*Records pointing to named objects:*
↓

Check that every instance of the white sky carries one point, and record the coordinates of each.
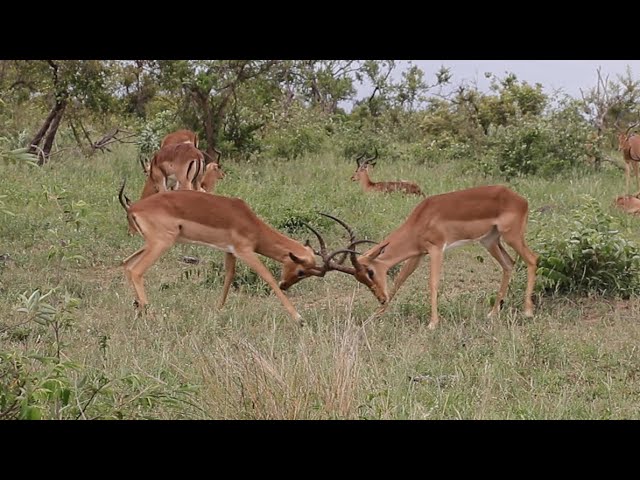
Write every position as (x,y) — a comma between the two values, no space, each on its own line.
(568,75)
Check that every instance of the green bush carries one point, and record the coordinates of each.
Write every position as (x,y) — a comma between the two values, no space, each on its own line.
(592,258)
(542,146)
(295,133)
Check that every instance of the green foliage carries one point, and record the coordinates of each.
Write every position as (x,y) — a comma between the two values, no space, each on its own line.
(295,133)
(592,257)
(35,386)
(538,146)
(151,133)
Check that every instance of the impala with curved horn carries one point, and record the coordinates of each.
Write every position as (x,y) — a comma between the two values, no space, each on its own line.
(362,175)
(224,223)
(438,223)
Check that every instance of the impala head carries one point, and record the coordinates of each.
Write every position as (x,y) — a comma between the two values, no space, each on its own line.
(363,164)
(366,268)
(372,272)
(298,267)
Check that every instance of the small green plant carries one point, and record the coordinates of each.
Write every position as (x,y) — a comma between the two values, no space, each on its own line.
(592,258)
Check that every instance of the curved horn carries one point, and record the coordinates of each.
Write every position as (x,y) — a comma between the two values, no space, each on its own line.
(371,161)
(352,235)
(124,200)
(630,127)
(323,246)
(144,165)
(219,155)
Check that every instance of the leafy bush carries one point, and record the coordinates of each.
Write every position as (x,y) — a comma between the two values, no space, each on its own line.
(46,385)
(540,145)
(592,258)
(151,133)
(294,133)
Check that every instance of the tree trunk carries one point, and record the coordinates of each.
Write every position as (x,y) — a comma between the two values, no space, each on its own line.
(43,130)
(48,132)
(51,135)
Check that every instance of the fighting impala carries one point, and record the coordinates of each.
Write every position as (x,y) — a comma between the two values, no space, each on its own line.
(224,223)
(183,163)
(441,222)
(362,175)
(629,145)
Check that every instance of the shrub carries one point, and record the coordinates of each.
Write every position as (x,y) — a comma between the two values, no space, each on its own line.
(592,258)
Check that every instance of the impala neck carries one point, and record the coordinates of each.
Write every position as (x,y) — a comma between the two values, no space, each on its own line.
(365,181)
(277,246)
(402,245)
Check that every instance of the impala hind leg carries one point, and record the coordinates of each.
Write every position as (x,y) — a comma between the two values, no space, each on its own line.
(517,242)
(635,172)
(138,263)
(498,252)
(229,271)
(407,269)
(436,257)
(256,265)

↑

*EXERCISE:*
Reproduce every line of the material above word for word, leaving out the pictures.

*OUTPUT OF THE EXERCISE:*
Check that every instance of the white sky carries one point, and record the coordinates of each.
Write every position as (x,y) — a comma between the two values, no space, each on its own line.
(568,75)
Check that every instance of the green bush carries one point, and record the coordinates of each.
Write every position as (x,y) — a comma between the two values, no space, each on its own line.
(592,258)
(542,146)
(295,133)
Check that every instance of the green foliage carries one point, and record the coordinates of each.
Write every position as (x,y) — a comma between the two values, no space, each on its own line.
(295,133)
(592,257)
(35,386)
(538,146)
(151,133)
Check that every instance of the impala with curved horn carries one point, and record the coordinates of each.
Write every position as (x,y) — a comma between the two values, no space, each on its own line.
(362,175)
(224,223)
(438,223)
Check that every instance of the impala head carries one point, and record the coordinates of each.
Write every position as (x,y) — a comma between the two values, no space, each on its own line.
(363,164)
(366,268)
(372,272)
(298,267)
Check that every instance of the small green plant carries one point, and record the coordinates of each.
Write every position as (x,y) — a comma between the two values, no space, each on its own line.
(592,258)
Check that every instance of the curved horn carries one point, and record the coordinates of each.
Write every position as (x,y) — a comma between the two values, no space, each on its own line.
(371,161)
(352,235)
(124,200)
(630,127)
(323,246)
(144,165)
(219,155)
Check that every instance of the leafy bush carries one point, and record the coordinates of each.
Write every position as (x,y) — a comma between the two values, no space, each on its own line.
(46,385)
(540,145)
(592,258)
(151,133)
(294,133)
Check that every instance of the tree trunk carries one point, and record the coordinates of each.
Write every position as (x,y) — a comma between the two values, no space, each on its own line.
(43,130)
(48,132)
(51,135)
Check that every instance of the fighting impala carries one point, and record the coordinates of each.
Write every position as (x,y) — a comma between the two values, no space, each on its own line.
(224,223)
(183,163)
(441,222)
(362,175)
(629,145)
Check that every instance of the shrub carries one point, and record the coordinates of each.
Write every position as (x,y) — a comma between the two values, no space, each on its own line.
(592,258)
Check that every instance of the impala neck carries one point, and record the coordinates of each.
Write every position as (x,y) — a comma between the two values, no space, each on its own line.
(365,181)
(277,246)
(402,245)
Check that every instance of the impala hind leg carries one point, and record the coordinates of each.
Write every position as (x,y) — a comma between the two values, no space, each on its own line.
(517,242)
(635,172)
(138,263)
(498,252)
(229,271)
(407,269)
(436,257)
(256,265)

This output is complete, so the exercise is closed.